## Task instructions
Change every "Pick out" in the material below to "Mark" and leave everything else as it is.
* begin Dataset records *
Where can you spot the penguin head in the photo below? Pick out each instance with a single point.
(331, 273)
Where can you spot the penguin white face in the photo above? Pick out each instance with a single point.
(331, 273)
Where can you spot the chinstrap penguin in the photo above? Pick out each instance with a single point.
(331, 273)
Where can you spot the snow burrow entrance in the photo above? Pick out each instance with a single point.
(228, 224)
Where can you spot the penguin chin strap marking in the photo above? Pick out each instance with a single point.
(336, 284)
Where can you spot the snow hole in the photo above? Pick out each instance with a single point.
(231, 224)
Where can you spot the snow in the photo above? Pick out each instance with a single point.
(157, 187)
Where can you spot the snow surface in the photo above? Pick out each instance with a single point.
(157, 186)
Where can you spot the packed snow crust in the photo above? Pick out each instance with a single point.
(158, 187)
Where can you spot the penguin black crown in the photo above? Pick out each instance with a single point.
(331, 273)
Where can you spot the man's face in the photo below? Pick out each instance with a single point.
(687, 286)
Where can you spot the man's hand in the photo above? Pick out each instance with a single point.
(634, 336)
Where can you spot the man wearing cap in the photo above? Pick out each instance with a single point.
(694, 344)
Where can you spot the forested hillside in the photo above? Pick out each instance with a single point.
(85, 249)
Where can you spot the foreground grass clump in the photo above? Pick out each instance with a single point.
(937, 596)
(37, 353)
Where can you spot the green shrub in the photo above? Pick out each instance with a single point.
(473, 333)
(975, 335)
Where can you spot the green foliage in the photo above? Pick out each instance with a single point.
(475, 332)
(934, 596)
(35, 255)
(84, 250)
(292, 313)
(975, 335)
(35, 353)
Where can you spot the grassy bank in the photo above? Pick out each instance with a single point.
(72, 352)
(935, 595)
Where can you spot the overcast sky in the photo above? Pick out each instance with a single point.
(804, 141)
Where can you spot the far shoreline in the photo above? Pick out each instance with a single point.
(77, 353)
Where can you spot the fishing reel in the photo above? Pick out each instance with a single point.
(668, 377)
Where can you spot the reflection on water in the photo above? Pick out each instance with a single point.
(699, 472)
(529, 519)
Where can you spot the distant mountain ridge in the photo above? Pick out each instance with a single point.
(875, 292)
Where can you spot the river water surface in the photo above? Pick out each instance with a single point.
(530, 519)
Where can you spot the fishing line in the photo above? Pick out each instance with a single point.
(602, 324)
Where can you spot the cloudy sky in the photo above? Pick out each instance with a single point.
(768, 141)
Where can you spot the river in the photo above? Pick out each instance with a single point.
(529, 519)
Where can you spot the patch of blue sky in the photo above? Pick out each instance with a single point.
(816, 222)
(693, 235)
* end Dataset records *
## The completed task
Where can you spot the penguin head in the photo below? Mark each instance with a single point.
(331, 273)
Where can you spot the penguin white face in the photo above? Mark each instance with a single point.
(331, 273)
Where can you spot the chinstrap penguin in the photo above? Mark each instance with a single point.
(331, 273)
Where can you spot the snow burrow entrance in the photo above? Mark each instance with a single point.
(228, 224)
Where can you spot the penguin chin strap marking in the photo above? Mark each instance with a single point.
(336, 284)
Where can you spot the snow hole in the photo above? Mark each instance with a single point.
(231, 224)
Where can you spot the snow in the photo above? Mark each instance with a single point.
(157, 187)
Where can you spot the snow surface in the photo above? Mark each instance with a single point.
(157, 186)
Where can you spot the packed snow crust in the photo above? Mark each instance with a single point.
(158, 187)
Where can you spot the penguin black crown in the photo above? Mark each instance with a single point.
(331, 273)
Where can you spot the man's face in the photo below? Mark each instance with a single point.
(687, 286)
Where can you spot the man's hand in the photo above? Mark each instance with a single point.
(634, 336)
Where can you spot the man wearing cap in the photo above? Mark each instance with a single point.
(694, 344)
Where can you spot the forested hillside in the photo above? Mark each instance with a single point.
(85, 249)
Where can you spot the foreground grass clump in the photo above? Mark each instance with a single point.
(937, 596)
(37, 353)
Where can you spot the green shrub in the photo above? Mark each instance with a single point.
(473, 333)
(975, 335)
Where can you spot the green foliage in the photo above? Mark each instance with a single point.
(475, 332)
(934, 596)
(35, 255)
(84, 250)
(292, 313)
(975, 335)
(35, 353)
Where can you spot the grassy bank in the photo above? Mark each instance with a single point.
(72, 352)
(935, 595)
Where can you spot the overcast sky in the photo above? Mark each instance with a single point.
(804, 141)
Where can you spot the far shoreline in the photo above? Mark each instance with a single point.
(77, 353)
Where can you spot the fishing reel in the photo above? Mark each instance with a single point.
(668, 377)
Where can you spot the reflection on water in the photo above? Mark each instance with a single point.
(699, 472)
(529, 519)
Where can you spot the distant mountain ridge in the photo above? Mark each instance with a single point.
(875, 292)
Where can you spot the river water surface in the photo above? Mark each instance with a single point.
(530, 519)
Where can you spot the fishing line in the photo above? Mark each instance with a single point.
(602, 324)
Where can you spot the cloudy sky in the photo above? Mark each instance with a single point.
(768, 141)
Where can you spot the river in the photo above? Mark each instance with a single point.
(529, 519)
Where can you spot the patch of blue sky in the photo above? Mark each instance with a single point.
(816, 222)
(693, 235)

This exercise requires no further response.